» **Exercise aim**
List every line of the records below that contains the string "brown", copying each such line in full. Case counts.

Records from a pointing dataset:
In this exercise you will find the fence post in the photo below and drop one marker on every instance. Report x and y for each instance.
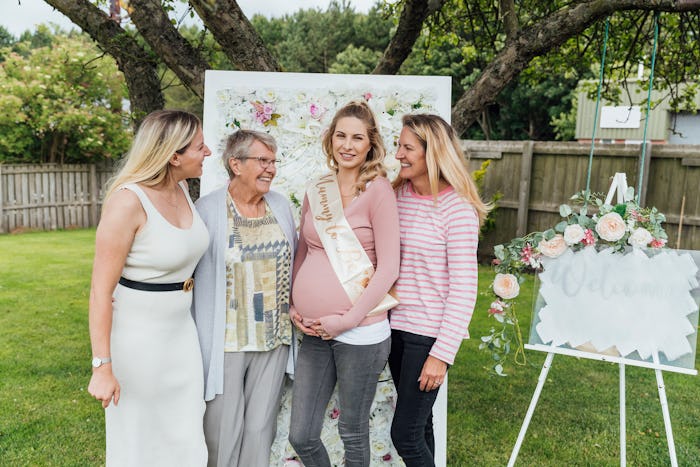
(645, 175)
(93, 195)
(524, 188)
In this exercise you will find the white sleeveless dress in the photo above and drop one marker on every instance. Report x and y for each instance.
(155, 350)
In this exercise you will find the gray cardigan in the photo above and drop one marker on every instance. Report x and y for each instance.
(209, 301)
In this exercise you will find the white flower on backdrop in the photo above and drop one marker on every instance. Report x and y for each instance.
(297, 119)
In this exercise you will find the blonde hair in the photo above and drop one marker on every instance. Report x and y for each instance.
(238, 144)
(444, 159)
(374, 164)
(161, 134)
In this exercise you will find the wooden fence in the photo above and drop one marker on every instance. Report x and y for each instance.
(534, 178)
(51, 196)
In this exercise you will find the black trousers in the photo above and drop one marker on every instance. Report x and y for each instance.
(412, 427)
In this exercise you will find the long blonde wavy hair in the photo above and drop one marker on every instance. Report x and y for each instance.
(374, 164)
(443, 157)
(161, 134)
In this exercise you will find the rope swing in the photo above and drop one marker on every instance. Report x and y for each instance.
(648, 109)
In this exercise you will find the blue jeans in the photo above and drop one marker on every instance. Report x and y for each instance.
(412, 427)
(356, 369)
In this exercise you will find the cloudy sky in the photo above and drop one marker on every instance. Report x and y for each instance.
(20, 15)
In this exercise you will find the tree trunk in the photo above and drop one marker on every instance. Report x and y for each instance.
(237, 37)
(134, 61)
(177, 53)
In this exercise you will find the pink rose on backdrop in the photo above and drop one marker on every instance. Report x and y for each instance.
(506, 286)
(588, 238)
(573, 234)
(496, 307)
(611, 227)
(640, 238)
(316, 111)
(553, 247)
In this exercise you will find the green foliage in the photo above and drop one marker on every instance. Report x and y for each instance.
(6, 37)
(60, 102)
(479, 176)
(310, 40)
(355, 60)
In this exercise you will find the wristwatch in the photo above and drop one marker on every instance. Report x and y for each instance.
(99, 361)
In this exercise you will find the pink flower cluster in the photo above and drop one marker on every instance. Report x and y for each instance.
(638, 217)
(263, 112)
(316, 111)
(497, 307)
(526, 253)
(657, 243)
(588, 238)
==
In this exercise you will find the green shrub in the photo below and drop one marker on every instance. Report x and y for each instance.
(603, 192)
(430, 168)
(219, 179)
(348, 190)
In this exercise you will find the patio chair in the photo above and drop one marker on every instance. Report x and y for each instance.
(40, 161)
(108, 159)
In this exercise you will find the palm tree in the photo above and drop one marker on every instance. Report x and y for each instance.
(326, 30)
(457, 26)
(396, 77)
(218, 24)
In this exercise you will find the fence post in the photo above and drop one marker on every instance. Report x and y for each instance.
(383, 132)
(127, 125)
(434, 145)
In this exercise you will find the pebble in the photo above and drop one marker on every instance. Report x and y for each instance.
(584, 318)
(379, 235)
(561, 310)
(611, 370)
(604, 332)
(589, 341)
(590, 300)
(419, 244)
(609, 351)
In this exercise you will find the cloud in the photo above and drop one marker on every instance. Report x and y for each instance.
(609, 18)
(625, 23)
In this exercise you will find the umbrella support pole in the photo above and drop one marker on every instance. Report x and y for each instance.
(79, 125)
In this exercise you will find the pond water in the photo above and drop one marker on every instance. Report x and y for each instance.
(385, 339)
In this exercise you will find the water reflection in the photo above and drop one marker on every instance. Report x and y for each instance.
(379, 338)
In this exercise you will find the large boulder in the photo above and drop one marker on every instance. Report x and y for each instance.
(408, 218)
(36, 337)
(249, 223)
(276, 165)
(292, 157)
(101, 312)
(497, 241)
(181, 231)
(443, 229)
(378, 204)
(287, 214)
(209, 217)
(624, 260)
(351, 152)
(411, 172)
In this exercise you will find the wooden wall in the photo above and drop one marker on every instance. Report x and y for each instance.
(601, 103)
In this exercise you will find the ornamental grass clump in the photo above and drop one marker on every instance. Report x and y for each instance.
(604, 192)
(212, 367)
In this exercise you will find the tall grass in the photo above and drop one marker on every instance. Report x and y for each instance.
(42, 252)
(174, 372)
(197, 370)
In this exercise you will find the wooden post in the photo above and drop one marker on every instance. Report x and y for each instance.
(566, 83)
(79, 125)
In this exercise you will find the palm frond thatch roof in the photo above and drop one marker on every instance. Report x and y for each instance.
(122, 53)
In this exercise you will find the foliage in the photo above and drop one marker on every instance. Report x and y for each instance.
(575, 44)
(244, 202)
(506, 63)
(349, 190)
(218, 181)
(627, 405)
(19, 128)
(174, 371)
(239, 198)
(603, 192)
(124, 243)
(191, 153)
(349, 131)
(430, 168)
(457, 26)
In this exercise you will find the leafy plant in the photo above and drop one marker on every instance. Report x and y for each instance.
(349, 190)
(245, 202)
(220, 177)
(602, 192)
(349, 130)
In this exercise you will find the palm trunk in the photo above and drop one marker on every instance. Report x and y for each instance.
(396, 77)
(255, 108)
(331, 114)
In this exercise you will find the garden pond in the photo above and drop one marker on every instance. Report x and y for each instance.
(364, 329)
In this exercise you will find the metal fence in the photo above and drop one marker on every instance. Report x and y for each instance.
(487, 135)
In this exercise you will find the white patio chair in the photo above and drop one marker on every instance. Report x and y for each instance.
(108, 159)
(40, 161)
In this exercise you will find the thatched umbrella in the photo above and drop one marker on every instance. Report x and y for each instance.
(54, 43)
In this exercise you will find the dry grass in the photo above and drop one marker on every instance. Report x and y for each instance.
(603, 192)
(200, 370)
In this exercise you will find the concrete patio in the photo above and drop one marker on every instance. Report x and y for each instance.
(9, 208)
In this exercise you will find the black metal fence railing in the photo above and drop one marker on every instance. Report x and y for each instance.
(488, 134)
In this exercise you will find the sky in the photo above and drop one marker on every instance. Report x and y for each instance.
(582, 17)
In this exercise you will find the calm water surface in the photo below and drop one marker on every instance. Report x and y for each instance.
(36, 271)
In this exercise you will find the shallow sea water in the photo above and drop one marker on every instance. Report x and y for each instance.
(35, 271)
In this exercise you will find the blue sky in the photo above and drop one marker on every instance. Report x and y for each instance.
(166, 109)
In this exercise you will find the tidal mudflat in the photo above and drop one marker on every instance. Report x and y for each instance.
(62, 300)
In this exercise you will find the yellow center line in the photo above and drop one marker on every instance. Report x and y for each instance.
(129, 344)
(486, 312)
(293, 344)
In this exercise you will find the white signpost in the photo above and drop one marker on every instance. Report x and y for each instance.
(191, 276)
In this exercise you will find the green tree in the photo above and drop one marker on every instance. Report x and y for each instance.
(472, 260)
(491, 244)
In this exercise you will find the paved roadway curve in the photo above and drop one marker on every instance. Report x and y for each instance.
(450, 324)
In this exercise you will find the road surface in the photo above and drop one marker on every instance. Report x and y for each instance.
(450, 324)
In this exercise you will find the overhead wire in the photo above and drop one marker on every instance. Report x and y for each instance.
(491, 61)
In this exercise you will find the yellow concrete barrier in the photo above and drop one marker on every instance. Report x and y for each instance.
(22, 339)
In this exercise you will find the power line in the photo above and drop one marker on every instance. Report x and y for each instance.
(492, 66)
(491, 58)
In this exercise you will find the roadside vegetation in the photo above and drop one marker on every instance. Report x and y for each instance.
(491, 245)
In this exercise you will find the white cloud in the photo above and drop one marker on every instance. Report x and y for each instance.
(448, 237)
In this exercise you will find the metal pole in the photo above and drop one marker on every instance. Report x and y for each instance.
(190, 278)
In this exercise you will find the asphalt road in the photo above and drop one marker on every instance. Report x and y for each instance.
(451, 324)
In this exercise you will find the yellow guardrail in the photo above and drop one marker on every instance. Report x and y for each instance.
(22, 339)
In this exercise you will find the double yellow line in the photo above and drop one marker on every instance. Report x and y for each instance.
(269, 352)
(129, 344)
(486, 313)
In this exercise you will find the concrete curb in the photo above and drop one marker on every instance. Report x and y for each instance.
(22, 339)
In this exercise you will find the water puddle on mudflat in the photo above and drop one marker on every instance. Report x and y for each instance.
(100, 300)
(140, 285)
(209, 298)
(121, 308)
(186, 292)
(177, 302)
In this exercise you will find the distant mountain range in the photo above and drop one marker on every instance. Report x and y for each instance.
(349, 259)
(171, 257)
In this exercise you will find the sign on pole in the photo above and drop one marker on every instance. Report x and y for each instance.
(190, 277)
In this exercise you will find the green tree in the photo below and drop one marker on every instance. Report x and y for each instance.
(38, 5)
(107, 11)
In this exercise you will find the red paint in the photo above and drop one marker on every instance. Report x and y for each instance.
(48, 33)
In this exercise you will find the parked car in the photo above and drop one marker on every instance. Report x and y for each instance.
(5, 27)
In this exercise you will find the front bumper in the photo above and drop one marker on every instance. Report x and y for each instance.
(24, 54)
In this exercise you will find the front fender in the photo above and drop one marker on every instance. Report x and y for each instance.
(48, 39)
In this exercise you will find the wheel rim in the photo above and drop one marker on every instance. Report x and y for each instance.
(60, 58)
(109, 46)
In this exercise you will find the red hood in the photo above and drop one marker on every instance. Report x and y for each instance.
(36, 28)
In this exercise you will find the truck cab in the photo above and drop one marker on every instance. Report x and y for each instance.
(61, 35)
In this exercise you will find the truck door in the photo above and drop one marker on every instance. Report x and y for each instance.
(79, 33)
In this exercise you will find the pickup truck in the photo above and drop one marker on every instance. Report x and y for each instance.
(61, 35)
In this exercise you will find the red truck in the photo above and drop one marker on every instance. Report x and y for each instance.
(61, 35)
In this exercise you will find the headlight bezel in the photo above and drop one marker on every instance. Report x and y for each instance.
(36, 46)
==
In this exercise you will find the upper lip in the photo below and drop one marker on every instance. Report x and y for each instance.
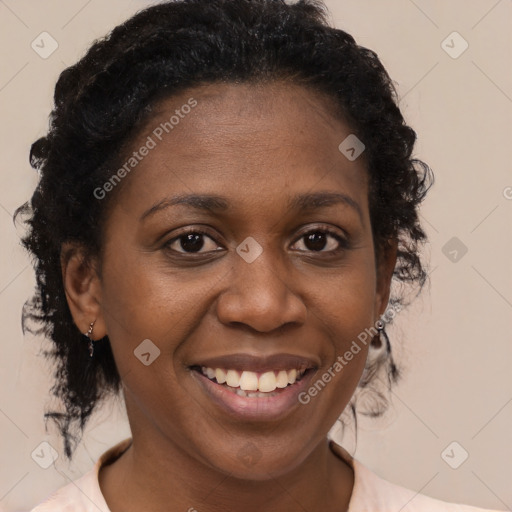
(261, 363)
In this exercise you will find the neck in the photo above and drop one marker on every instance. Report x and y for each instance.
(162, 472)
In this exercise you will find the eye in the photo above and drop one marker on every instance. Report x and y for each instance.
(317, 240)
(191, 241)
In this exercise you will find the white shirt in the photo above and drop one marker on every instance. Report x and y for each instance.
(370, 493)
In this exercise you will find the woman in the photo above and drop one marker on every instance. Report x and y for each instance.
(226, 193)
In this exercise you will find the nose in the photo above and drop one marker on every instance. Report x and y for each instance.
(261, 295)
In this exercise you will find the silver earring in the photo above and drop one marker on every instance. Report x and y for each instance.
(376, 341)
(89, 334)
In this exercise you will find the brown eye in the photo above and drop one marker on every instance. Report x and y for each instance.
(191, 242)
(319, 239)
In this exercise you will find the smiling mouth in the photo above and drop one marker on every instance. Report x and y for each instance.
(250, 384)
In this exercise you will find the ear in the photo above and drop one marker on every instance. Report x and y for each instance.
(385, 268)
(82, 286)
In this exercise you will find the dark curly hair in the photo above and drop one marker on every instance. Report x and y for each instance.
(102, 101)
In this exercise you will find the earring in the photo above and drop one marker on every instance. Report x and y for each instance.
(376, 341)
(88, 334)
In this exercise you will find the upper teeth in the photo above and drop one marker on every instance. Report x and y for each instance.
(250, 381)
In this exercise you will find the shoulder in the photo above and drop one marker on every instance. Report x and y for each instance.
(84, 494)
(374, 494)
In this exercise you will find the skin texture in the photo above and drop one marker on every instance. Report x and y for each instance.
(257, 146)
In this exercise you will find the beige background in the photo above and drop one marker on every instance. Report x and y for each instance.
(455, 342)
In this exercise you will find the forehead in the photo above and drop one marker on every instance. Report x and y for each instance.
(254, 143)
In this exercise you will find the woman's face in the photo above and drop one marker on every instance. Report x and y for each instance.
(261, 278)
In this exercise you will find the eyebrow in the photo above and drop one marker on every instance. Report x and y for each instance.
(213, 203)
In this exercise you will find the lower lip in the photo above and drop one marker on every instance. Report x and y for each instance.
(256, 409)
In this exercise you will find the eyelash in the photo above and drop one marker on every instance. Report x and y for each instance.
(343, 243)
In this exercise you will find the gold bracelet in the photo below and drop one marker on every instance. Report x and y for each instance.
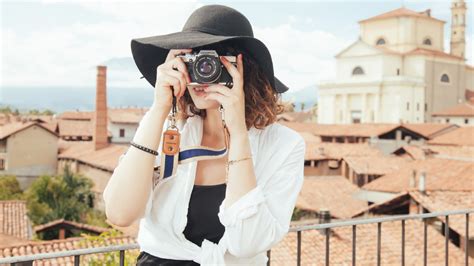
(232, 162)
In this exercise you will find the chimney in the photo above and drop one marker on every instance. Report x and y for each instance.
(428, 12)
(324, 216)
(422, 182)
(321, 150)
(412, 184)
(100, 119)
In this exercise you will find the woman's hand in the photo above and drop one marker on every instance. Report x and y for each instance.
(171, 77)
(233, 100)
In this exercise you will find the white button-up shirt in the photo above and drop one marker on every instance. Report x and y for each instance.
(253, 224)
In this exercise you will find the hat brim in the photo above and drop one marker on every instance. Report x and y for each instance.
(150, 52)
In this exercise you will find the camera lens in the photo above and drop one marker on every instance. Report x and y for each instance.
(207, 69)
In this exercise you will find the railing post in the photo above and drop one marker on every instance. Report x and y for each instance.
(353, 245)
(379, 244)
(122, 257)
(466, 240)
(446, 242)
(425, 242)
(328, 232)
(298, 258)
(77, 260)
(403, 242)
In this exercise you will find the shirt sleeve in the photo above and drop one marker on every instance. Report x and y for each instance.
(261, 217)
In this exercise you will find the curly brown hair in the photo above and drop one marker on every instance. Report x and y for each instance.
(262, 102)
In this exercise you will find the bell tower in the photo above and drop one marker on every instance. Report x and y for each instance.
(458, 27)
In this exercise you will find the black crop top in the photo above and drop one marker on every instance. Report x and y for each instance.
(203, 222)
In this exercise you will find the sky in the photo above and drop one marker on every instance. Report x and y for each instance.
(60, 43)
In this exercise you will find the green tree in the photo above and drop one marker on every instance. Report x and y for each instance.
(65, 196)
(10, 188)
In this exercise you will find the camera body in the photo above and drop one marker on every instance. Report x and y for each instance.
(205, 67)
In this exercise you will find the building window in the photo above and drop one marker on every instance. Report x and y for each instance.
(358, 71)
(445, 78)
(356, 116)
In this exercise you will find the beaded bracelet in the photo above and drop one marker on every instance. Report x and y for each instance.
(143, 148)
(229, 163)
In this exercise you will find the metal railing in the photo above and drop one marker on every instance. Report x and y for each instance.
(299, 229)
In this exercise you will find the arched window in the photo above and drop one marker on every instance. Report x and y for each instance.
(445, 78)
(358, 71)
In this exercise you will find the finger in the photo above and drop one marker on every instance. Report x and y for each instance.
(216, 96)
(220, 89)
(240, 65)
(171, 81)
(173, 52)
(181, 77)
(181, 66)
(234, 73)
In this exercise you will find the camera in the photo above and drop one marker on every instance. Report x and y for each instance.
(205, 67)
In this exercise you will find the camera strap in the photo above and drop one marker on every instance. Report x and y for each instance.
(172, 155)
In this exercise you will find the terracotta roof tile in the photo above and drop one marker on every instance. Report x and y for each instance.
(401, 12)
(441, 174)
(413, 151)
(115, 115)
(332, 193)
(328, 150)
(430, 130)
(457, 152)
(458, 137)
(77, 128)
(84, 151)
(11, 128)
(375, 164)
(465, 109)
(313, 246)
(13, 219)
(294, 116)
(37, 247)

» **Exercise solution**
In this exercise you will find the brown eye in the photo above and drop one marker on every instance. Report x and y for each instance.
In this exercise you will find the curly brown hair in the photo above and drop one marker on every instance. Report x and y for each instance.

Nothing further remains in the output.